- _Aim of the task_:
Please reproduce, character for character, the lines from the very first one through the line containing "[311,114,800,215]", including that line.

- _Stored data_:

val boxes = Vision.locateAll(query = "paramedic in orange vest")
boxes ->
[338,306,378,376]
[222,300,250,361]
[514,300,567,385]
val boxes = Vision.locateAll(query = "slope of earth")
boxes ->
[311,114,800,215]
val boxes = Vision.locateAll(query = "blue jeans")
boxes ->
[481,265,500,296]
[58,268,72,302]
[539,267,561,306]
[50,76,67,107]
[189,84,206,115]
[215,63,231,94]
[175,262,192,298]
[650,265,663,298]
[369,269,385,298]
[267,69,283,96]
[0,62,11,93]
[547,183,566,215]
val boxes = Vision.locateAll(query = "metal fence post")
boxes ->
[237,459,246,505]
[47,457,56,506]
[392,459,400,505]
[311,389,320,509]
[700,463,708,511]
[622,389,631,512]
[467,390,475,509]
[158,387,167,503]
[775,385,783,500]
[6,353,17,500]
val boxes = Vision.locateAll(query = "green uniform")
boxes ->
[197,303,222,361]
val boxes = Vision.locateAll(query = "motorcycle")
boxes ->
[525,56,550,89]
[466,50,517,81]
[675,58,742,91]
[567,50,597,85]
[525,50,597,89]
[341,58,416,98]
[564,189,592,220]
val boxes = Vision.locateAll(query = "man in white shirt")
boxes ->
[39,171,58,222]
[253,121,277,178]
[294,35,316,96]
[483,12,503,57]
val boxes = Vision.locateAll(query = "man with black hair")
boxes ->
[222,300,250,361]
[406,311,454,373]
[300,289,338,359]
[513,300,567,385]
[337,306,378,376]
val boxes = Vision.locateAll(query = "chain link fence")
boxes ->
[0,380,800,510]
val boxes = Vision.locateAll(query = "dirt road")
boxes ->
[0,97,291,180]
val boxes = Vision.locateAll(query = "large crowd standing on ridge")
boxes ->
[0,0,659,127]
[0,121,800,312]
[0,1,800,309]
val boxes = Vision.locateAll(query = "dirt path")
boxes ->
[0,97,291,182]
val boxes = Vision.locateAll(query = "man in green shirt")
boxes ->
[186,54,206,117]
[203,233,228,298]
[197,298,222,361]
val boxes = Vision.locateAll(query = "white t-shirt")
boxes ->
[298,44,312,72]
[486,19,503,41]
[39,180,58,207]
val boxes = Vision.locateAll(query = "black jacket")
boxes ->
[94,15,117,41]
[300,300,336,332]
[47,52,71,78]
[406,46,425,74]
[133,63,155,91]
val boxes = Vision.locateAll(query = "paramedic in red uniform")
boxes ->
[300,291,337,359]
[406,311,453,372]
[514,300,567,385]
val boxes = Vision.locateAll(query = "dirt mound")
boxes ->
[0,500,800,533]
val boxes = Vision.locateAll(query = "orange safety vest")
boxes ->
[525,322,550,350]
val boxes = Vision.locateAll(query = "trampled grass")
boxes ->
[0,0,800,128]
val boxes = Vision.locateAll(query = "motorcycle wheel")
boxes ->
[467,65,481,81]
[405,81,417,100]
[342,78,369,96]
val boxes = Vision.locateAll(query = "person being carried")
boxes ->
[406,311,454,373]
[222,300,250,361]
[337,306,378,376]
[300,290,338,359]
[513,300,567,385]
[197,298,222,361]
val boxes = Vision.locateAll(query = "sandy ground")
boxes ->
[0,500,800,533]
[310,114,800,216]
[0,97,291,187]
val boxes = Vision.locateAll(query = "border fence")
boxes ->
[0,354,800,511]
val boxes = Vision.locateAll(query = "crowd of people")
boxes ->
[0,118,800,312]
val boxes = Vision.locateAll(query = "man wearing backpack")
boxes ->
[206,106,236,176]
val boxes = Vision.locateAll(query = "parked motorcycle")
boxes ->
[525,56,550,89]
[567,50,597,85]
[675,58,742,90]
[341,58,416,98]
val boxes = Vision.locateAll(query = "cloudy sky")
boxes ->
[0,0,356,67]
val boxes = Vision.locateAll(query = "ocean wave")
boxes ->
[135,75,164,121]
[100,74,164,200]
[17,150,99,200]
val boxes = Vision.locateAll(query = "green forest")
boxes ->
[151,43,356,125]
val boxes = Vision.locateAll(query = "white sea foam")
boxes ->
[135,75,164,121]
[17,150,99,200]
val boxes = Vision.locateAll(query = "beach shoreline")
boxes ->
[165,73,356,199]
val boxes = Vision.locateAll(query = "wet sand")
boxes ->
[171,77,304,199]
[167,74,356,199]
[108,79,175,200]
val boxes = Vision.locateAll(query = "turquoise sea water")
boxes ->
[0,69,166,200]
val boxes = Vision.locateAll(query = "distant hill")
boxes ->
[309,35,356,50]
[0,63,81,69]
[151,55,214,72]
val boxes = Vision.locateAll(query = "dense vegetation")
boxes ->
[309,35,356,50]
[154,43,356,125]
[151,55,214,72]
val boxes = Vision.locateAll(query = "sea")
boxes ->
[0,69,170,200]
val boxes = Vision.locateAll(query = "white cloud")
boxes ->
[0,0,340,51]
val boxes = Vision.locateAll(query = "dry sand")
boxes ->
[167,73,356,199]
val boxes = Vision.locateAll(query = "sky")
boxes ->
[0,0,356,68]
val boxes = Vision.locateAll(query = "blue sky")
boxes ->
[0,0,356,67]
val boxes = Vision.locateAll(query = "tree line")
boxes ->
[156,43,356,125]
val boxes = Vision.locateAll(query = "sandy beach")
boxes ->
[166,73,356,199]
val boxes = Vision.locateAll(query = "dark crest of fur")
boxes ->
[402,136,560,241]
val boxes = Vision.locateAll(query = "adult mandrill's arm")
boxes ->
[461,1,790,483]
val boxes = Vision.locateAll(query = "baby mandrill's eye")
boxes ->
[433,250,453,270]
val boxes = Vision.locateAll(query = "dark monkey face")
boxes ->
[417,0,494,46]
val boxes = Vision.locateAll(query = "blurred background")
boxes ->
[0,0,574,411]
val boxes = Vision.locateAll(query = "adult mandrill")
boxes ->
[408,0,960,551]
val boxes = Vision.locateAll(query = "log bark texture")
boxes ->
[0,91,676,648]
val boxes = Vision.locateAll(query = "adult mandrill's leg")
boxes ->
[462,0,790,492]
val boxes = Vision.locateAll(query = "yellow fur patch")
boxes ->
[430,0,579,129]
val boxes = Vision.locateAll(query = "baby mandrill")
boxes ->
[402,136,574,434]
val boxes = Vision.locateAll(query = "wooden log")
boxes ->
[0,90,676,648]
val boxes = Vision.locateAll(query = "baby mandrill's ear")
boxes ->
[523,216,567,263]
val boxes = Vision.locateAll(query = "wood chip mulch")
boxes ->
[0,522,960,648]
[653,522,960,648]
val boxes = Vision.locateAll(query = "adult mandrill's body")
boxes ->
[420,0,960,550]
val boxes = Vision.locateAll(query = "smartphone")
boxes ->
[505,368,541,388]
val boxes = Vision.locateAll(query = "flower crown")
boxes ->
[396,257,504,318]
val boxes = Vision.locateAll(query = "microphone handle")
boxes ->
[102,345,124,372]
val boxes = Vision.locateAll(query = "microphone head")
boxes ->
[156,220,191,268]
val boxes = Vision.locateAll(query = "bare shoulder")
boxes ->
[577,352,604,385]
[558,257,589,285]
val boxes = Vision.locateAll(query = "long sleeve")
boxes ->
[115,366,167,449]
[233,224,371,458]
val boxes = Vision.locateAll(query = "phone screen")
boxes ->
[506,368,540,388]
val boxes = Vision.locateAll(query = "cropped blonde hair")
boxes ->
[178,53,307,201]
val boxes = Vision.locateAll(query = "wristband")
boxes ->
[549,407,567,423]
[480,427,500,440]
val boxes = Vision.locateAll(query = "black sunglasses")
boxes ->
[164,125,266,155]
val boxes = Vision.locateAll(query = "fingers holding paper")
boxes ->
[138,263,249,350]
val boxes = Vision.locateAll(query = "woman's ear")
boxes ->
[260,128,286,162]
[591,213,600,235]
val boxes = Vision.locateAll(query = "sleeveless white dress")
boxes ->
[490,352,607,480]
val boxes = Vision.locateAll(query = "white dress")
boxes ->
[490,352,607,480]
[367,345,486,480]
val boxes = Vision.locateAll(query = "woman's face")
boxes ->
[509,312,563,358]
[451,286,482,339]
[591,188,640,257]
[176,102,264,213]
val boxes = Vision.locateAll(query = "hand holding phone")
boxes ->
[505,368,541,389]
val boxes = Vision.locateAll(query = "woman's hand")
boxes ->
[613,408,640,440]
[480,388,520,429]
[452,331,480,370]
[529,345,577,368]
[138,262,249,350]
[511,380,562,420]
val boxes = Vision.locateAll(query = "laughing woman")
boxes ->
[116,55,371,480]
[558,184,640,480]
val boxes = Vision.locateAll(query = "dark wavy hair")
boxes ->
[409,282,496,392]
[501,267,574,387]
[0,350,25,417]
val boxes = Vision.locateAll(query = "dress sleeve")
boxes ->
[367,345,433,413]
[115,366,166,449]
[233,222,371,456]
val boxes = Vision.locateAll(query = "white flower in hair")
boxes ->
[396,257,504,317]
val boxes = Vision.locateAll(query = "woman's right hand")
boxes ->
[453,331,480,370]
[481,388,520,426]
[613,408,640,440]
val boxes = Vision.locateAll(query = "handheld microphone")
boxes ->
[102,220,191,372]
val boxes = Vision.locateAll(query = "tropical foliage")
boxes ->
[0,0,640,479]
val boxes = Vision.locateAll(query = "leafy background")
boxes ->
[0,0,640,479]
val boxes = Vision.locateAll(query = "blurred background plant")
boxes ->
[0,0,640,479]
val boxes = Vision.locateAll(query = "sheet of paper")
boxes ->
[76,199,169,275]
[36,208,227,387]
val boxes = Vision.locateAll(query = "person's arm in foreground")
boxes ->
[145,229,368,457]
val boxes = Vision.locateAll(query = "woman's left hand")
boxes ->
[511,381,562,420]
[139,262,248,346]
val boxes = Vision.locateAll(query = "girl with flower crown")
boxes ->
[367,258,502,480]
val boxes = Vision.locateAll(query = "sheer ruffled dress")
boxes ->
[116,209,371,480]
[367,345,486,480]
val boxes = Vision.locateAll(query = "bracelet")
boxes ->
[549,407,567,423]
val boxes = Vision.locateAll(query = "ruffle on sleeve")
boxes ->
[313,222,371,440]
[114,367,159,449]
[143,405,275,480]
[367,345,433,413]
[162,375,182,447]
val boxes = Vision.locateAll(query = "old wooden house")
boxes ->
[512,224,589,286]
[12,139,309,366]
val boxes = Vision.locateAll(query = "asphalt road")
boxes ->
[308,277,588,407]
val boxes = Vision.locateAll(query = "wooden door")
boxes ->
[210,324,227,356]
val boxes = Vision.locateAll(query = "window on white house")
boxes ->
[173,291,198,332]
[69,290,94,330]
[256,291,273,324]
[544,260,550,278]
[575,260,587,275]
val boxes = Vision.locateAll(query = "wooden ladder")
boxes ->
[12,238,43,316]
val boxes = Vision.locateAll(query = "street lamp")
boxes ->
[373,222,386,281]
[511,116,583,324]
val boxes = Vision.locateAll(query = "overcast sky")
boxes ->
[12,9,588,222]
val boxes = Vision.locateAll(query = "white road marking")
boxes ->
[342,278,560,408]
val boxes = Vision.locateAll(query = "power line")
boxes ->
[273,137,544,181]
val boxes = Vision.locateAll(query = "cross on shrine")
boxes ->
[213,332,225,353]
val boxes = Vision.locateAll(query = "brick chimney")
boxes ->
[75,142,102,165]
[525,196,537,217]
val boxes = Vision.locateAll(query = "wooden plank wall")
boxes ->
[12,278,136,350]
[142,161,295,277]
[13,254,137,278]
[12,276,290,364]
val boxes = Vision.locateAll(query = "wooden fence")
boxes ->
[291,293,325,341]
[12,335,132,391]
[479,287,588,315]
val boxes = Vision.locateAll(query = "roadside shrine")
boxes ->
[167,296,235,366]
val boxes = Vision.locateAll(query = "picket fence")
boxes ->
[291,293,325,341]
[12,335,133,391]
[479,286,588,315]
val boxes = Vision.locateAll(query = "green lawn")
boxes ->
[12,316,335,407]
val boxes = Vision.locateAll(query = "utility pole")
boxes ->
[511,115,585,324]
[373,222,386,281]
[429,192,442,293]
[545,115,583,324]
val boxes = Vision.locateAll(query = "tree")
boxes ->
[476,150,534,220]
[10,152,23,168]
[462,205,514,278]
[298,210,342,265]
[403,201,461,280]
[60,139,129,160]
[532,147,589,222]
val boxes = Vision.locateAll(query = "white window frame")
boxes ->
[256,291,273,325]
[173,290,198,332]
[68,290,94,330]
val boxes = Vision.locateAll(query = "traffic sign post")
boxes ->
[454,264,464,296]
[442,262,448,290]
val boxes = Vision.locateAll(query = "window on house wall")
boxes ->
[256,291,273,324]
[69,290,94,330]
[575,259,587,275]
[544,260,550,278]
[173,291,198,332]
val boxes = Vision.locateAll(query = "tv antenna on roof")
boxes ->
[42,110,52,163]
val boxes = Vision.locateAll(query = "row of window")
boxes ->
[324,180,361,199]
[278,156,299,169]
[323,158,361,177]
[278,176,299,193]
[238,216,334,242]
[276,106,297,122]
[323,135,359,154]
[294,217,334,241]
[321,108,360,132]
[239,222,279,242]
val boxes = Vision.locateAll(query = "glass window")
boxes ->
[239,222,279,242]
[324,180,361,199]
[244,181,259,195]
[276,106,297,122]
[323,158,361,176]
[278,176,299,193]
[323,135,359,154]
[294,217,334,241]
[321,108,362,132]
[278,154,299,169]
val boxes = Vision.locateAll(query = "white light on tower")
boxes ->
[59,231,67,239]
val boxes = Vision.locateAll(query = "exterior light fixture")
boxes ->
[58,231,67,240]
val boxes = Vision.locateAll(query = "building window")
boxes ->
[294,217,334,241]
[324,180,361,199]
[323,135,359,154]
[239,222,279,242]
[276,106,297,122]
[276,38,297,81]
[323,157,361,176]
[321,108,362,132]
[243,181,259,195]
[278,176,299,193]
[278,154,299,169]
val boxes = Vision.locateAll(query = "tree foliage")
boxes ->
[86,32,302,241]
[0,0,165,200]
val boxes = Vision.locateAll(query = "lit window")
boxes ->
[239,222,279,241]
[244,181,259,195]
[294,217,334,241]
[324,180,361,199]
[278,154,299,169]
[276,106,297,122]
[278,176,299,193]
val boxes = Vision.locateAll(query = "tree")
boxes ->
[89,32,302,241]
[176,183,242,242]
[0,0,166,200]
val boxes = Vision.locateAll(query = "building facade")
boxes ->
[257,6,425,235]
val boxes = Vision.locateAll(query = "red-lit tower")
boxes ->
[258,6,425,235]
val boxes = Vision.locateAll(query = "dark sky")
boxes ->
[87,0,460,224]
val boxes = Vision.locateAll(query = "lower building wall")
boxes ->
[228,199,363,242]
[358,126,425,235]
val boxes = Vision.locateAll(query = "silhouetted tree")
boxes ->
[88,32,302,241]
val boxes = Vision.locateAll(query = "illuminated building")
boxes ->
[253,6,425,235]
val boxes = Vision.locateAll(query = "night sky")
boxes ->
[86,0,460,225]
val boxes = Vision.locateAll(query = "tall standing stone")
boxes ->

- _Written solution_:
val boxes = Vision.locateAll(query = "paramedic in orange vest")
boxes ->
[338,306,378,376]
[222,300,250,361]
[514,300,567,385]
val boxes = Vision.locateAll(query = "slope of earth")
boxes ->
[311,114,800,215]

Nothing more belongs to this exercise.